Each line from the one containing "locate the green storage" through the final line of the data below must be repeated exactly.

Given records START

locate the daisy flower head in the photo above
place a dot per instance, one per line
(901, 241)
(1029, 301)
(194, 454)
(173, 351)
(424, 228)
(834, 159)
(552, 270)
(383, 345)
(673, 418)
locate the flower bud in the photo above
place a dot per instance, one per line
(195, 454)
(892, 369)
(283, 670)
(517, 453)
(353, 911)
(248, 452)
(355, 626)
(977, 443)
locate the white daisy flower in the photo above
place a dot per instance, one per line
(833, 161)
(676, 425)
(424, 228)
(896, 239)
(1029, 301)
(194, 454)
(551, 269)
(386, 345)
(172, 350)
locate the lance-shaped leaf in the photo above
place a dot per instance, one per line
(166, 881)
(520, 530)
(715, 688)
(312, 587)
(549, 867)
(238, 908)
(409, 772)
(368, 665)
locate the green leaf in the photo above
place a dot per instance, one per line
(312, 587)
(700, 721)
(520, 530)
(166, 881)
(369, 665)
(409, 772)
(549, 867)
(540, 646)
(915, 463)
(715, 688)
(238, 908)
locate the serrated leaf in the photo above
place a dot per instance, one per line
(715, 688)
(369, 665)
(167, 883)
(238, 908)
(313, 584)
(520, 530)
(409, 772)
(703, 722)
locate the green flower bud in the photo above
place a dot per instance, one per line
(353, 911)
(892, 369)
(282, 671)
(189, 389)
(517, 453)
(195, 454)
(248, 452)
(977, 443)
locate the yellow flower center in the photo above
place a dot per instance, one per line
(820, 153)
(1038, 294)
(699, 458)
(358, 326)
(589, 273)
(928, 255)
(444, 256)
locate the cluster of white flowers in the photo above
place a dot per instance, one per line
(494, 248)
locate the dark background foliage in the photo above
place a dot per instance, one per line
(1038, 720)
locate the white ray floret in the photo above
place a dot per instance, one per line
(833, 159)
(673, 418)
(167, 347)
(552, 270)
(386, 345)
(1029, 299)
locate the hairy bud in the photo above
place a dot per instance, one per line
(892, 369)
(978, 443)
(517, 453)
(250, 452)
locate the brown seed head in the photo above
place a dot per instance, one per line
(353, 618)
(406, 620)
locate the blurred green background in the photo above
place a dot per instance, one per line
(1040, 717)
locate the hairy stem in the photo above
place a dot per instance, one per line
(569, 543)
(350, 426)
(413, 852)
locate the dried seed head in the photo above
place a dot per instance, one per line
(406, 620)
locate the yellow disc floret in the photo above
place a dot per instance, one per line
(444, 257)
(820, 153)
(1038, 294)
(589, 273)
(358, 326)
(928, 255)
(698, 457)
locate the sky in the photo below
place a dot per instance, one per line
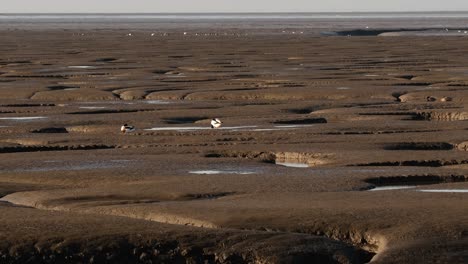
(163, 6)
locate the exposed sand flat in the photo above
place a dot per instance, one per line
(310, 124)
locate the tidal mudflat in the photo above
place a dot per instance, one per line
(342, 115)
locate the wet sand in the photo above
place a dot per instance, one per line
(310, 124)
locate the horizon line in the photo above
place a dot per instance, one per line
(241, 12)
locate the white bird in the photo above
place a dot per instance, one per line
(127, 129)
(215, 123)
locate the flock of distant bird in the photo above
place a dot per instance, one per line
(215, 123)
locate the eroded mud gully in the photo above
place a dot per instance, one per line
(310, 124)
(226, 247)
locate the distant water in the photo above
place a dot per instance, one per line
(230, 16)
(238, 21)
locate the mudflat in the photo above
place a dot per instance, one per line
(332, 149)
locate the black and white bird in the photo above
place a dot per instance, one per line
(215, 123)
(127, 129)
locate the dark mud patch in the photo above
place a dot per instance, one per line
(419, 146)
(184, 120)
(161, 71)
(16, 149)
(223, 247)
(27, 105)
(110, 111)
(441, 116)
(105, 60)
(61, 87)
(50, 130)
(413, 84)
(207, 196)
(302, 121)
(416, 180)
(257, 155)
(420, 163)
(378, 132)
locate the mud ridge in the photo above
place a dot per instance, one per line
(441, 116)
(50, 130)
(302, 121)
(105, 111)
(416, 179)
(419, 146)
(52, 148)
(422, 163)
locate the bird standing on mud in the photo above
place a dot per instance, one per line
(127, 129)
(215, 123)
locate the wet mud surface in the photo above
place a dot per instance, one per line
(310, 124)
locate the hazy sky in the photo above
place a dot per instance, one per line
(155, 6)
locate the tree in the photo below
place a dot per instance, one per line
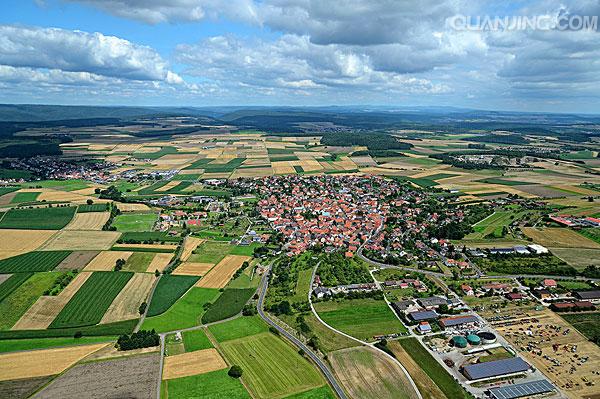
(235, 371)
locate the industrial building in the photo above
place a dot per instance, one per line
(496, 368)
(515, 391)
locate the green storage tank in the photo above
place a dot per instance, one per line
(473, 339)
(459, 341)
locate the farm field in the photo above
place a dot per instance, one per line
(54, 218)
(135, 222)
(192, 363)
(184, 313)
(367, 373)
(219, 276)
(374, 316)
(271, 367)
(230, 303)
(238, 328)
(88, 305)
(40, 261)
(213, 385)
(126, 304)
(168, 291)
(132, 377)
(27, 364)
(16, 242)
(25, 295)
(81, 240)
(46, 308)
(558, 237)
(88, 221)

Given records END

Result of this task:
locate the green storage tank in the photo above
place a dot per instance, one per line
(473, 339)
(459, 341)
locate the farm field in the photo above
place a dot per instance, one per line
(54, 218)
(135, 222)
(192, 363)
(184, 313)
(367, 373)
(219, 276)
(374, 316)
(271, 367)
(230, 303)
(238, 328)
(88, 305)
(40, 261)
(213, 385)
(126, 304)
(168, 291)
(132, 377)
(27, 364)
(16, 242)
(25, 295)
(81, 240)
(46, 308)
(558, 237)
(88, 221)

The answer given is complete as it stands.